● Passage:
──────────────────────────────
# Clear glass Clorox bottle?



## TheGreenMan (Jan 31, 2013)

I've been picking over a glass (and apparently shoe) dump on and off for a little while now. Much of it seems to be from the 40's to the 60's.
 Plenty of Vics bottles, Ponds bottles, beer/wine bottles, and Clorox bottles.
 Recently I pulled out a clear glass Clorox bottle (not amber). I've looked everywhere I could think of but haven't found any info on it.
 It looks just like the 32 oz 1940-1944 bottles on the Clorox web site (not sure of neck diameter) but instead of amber in color it is clear.
 Any info on this you all could give me?


----------



## epackage (Jan 31, 2013)

Welcome to the forum, got a pic for us?


----------



## TheGreenMan (Jan 31, 2013)

Thanks for the welcome.

 I do not right now. But it does look exactly like the amber bottles; down to the plastic screw on cap, raised, solid lettering, and lack of any grain texture.


----------



## RIBottleguy (Jan 31, 2013)
──────────────────────────────
● Task data:
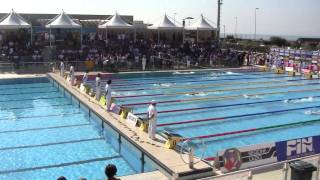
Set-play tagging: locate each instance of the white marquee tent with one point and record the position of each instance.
(116, 22)
(201, 25)
(63, 21)
(15, 21)
(164, 25)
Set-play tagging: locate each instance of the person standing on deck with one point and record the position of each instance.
(72, 76)
(61, 68)
(144, 62)
(108, 94)
(98, 87)
(152, 116)
(85, 78)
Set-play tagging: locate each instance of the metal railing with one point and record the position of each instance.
(252, 173)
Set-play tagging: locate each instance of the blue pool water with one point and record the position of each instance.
(269, 92)
(45, 133)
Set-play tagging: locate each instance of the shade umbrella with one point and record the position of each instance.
(63, 21)
(164, 24)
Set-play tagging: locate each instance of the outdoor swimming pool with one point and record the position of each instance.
(225, 109)
(46, 133)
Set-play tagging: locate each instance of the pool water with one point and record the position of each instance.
(44, 134)
(234, 101)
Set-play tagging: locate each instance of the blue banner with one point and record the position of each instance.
(292, 149)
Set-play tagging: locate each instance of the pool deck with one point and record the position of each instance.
(168, 161)
(14, 75)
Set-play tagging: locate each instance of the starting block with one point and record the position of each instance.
(103, 101)
(124, 112)
(264, 68)
(279, 71)
(292, 73)
(143, 124)
(171, 139)
(308, 75)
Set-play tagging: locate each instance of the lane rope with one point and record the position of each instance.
(232, 117)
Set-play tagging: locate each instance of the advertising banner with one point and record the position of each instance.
(242, 158)
(293, 149)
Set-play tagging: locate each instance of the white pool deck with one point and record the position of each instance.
(167, 157)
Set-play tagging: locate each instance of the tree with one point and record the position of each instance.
(275, 40)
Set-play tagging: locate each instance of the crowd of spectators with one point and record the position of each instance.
(121, 53)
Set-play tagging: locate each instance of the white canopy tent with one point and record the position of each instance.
(116, 22)
(164, 24)
(201, 25)
(63, 21)
(15, 21)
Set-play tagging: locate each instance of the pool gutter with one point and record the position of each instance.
(167, 161)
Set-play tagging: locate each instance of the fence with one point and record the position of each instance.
(270, 171)
(156, 64)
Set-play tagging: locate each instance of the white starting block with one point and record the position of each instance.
(171, 139)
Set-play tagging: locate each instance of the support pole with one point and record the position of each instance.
(218, 19)
(50, 37)
(191, 158)
(31, 36)
(158, 36)
(81, 37)
(106, 35)
(197, 36)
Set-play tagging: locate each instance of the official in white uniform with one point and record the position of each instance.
(144, 62)
(85, 78)
(108, 94)
(72, 76)
(98, 87)
(61, 68)
(152, 115)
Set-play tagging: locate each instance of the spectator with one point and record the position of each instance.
(111, 171)
(62, 178)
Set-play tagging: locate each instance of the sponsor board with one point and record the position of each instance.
(115, 108)
(132, 119)
(235, 159)
(289, 69)
(238, 176)
(297, 148)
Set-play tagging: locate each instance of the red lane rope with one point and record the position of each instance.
(220, 134)
(144, 103)
(144, 95)
(192, 121)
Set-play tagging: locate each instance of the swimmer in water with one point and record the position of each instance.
(312, 112)
(309, 99)
(197, 94)
(252, 97)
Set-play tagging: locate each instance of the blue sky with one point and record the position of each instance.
(279, 17)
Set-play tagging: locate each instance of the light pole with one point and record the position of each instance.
(235, 27)
(255, 23)
(184, 25)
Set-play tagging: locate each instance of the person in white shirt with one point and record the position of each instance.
(85, 78)
(188, 62)
(144, 62)
(72, 76)
(98, 87)
(152, 116)
(61, 68)
(108, 94)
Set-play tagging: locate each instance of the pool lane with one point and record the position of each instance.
(37, 121)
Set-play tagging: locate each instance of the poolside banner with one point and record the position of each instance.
(132, 119)
(292, 149)
(251, 156)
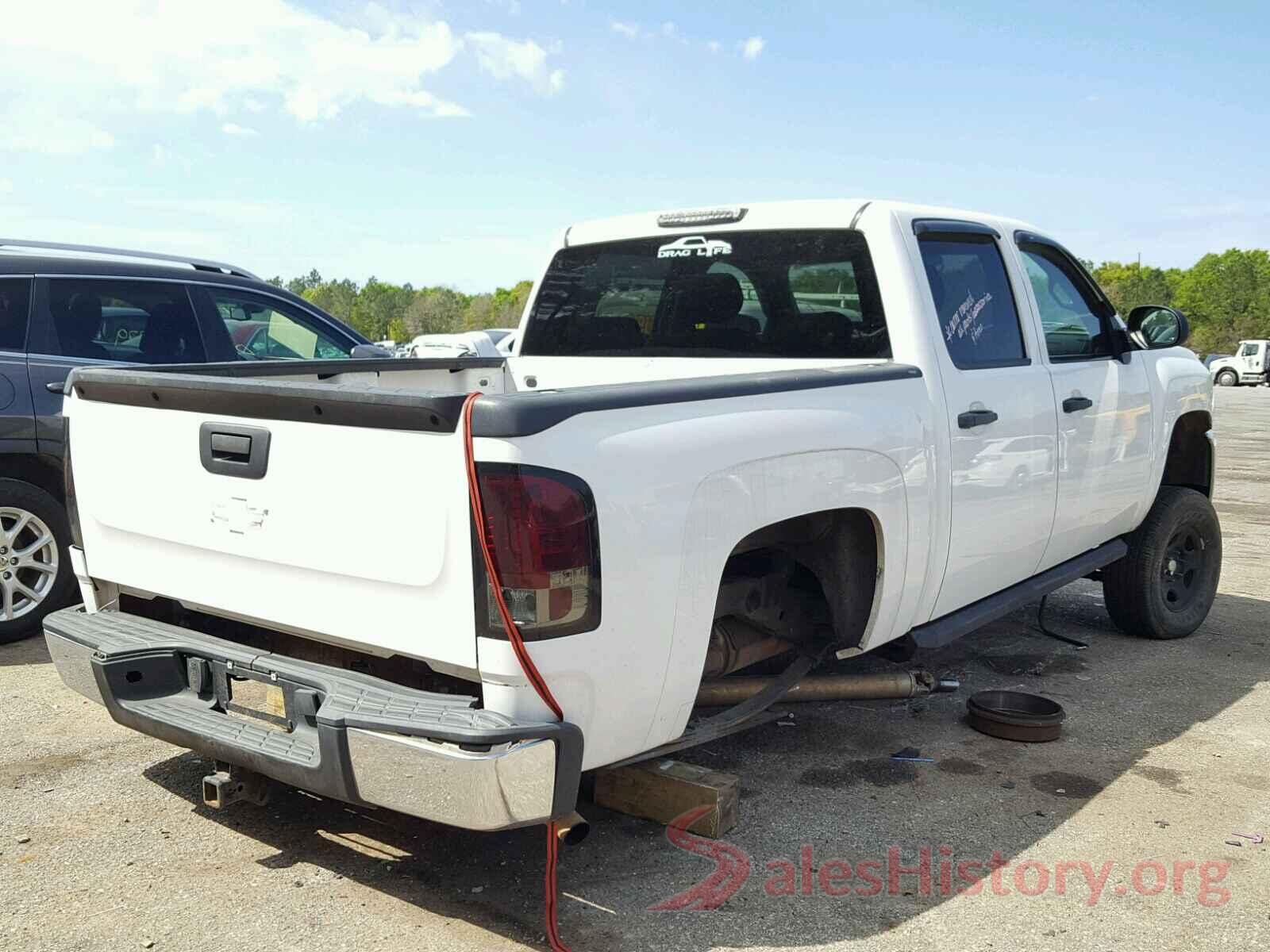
──────────────────────────────
● Goal 1:
Rewrite the records from the line with "Set-play tagging: locate each instance of the person in" through the end of the records as a two-column CSV with the columns request and points. Give one row for each request, with its text and its answer each in one quoted field and line breaks turned into spaces, and leave the pictures out.
● Goal 2:
Extend the forum thread about the clear glass Clorox bottle, picking up after its last line.

● Result 1:
request,points
"Set-play tagging: locate each instance of the person in white shirt with one point and record the position of each instance.","(85, 78) (188, 62) (144, 62) (72, 76) (98, 87) (152, 116) (61, 68) (108, 94)"
"Set-play tagging: locate each instance of the pool lane with one point and record the position of each instance.","(37, 121)"
"Set-play tagging: locate each instance of the poolside banner with one point and record the position of each instance.","(132, 119) (292, 149) (251, 156)"

● Result 2:
Welcome to the forum!  Normally Clorox bottles are some of the most detestable bottles for a seasoned collector to find.  Millions were made, so they will probably be around after a nuclear apocalypse.  
 That said, of the hundreds I have seen, none were clear.  While I doubt it has any substantial value, it is a rare find (normally not a term associated with Clorox).  I'm sure that in the future, it will accrue some value, so hold onto it, and keep digging!


----------



## TheGreenMan (Feb 4, 2013)

To anyone who wanted to see it here is a pic.


----------



## cyberdigger (Feb 4, 2013)

I could swear I saw those in the tailings of 1930-40's dumps.. never bothered to check them out. I could be wrong.


----------



## madman (Feb 4, 2013)

yes it does look like the early 40s clorox bottles  interesting , dug hundreds of the brown ones never seen that one nice!


----------



## RICKJJ59W (Feb 5, 2013)

I dug a green one once []


----------



## WSP (Feb 11, 2013)

I have a clear one, but have never seen another. Wish I knew the value.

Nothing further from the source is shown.